* [Data in this exercise]:
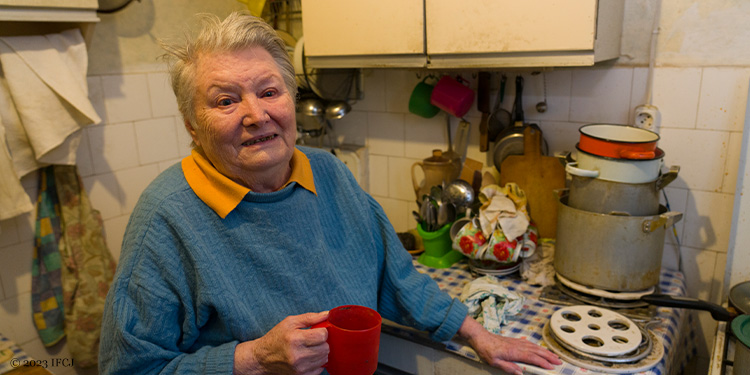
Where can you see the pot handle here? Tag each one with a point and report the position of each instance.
(666, 219)
(573, 169)
(414, 177)
(717, 312)
(639, 155)
(666, 178)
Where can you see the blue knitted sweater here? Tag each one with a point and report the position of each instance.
(191, 285)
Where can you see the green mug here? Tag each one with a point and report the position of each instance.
(419, 101)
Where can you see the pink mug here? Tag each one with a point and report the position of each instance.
(353, 338)
(452, 96)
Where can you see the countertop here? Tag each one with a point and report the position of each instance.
(412, 351)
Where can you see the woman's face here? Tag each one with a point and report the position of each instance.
(245, 113)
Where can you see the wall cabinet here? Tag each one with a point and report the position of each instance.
(38, 17)
(465, 34)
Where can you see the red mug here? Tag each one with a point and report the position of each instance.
(452, 96)
(353, 339)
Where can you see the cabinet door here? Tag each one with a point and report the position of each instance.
(363, 27)
(497, 26)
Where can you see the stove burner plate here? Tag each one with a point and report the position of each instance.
(553, 294)
(596, 330)
(644, 364)
(620, 296)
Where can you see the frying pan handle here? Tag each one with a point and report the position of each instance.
(717, 312)
(637, 155)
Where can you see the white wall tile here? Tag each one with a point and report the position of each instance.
(396, 210)
(675, 93)
(601, 95)
(16, 323)
(400, 185)
(385, 134)
(16, 261)
(133, 181)
(168, 163)
(83, 156)
(156, 139)
(112, 147)
(183, 137)
(105, 194)
(379, 175)
(163, 101)
(723, 98)
(114, 230)
(374, 96)
(558, 95)
(96, 96)
(708, 220)
(351, 129)
(717, 288)
(701, 170)
(8, 232)
(731, 170)
(126, 97)
(399, 84)
(560, 136)
(424, 135)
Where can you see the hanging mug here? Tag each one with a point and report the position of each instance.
(452, 96)
(419, 101)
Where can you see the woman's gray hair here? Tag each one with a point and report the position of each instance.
(236, 32)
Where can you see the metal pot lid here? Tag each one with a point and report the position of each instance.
(741, 329)
(739, 297)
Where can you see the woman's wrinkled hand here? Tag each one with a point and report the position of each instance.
(501, 352)
(288, 348)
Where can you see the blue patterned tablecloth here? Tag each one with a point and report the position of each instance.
(674, 327)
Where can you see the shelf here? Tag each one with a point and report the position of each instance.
(33, 14)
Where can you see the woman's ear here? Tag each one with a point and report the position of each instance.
(191, 130)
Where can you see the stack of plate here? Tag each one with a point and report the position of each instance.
(488, 267)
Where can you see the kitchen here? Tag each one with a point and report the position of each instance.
(700, 86)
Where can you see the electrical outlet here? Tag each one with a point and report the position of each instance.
(647, 117)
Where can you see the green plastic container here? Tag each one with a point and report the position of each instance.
(438, 250)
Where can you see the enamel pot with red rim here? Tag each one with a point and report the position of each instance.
(631, 171)
(618, 141)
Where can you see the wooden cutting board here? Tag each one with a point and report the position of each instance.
(538, 176)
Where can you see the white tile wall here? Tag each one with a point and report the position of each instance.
(701, 109)
(126, 97)
(156, 139)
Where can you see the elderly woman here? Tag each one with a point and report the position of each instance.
(232, 254)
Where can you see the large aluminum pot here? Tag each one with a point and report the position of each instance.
(611, 252)
(606, 197)
(618, 170)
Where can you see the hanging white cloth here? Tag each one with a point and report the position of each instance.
(43, 105)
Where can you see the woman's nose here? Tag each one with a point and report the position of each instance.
(253, 112)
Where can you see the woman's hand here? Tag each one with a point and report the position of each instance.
(501, 351)
(288, 348)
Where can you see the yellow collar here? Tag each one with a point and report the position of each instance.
(222, 194)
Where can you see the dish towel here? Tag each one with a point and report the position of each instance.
(490, 303)
(46, 273)
(87, 266)
(44, 101)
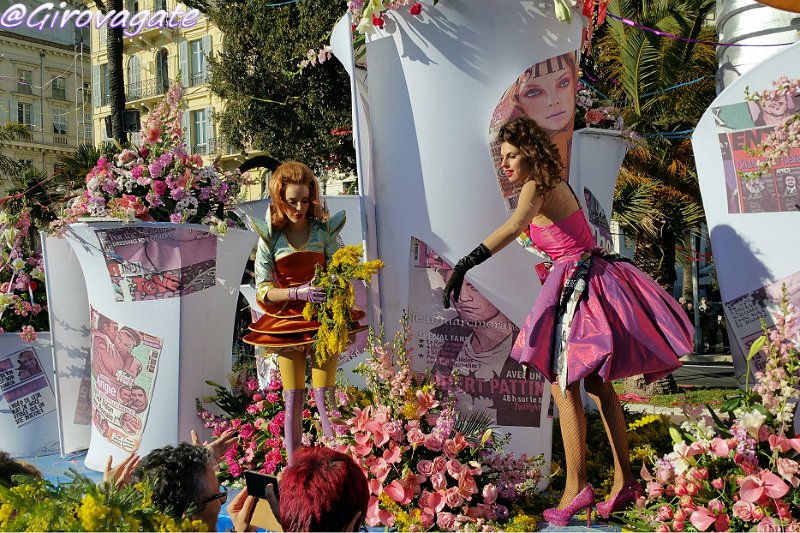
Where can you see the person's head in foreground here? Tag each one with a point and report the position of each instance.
(323, 490)
(528, 154)
(184, 480)
(10, 467)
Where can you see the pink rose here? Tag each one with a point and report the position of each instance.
(719, 447)
(702, 518)
(454, 498)
(247, 431)
(743, 510)
(433, 443)
(425, 467)
(767, 524)
(716, 506)
(455, 468)
(415, 437)
(438, 481)
(446, 521)
(654, 490)
(489, 494)
(665, 513)
(450, 449)
(594, 116)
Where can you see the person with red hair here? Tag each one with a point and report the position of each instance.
(297, 236)
(323, 490)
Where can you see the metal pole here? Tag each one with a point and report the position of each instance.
(698, 334)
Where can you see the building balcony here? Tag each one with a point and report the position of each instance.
(215, 146)
(146, 90)
(199, 78)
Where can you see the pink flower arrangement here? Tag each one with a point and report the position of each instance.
(23, 299)
(368, 15)
(737, 472)
(426, 467)
(785, 137)
(159, 180)
(258, 416)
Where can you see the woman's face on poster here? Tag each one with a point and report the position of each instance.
(775, 106)
(549, 99)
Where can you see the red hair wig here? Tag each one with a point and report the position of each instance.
(321, 491)
(299, 174)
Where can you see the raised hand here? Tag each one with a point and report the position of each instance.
(307, 293)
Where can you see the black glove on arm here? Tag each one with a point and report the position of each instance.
(475, 257)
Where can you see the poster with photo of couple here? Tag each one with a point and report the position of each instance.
(124, 365)
(26, 391)
(474, 338)
(147, 263)
(741, 128)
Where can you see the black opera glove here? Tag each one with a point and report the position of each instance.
(453, 286)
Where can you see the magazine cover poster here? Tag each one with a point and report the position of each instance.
(148, 263)
(124, 369)
(26, 391)
(746, 313)
(473, 338)
(545, 92)
(741, 129)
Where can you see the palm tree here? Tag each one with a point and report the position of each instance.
(657, 200)
(116, 82)
(663, 86)
(11, 132)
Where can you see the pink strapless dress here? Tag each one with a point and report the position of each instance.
(624, 324)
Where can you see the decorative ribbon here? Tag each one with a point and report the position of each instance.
(668, 35)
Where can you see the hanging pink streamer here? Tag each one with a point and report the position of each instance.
(668, 35)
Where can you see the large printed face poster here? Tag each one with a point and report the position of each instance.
(148, 263)
(545, 92)
(25, 387)
(476, 339)
(741, 128)
(124, 368)
(746, 312)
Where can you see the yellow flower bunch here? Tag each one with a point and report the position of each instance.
(81, 505)
(645, 420)
(334, 314)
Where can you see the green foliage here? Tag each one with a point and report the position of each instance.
(36, 504)
(271, 104)
(651, 438)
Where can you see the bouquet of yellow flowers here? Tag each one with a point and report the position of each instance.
(36, 504)
(334, 314)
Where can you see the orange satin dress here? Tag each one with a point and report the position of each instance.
(283, 324)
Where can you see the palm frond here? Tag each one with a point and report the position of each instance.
(473, 425)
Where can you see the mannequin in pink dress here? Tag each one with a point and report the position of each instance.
(596, 319)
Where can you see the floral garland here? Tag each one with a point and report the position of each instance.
(740, 473)
(426, 467)
(334, 314)
(23, 299)
(159, 181)
(81, 505)
(784, 137)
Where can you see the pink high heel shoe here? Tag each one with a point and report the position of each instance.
(561, 517)
(620, 501)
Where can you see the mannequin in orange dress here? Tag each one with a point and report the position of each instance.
(296, 236)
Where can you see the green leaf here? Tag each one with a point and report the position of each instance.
(756, 347)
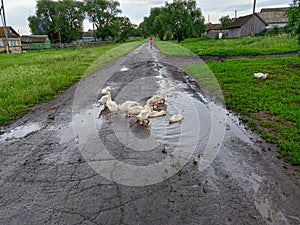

* [Stated problem]: Pull out each line in the items above that contains the string "mannequin", matching case exactly.

* [Finished answer]:
Where can you see the mannequin in pink dress here? Tag each one with a point and report the position of each instance.
Where can you see the mannequin in orange dress here? Tag each one with a point and report the position of each instance.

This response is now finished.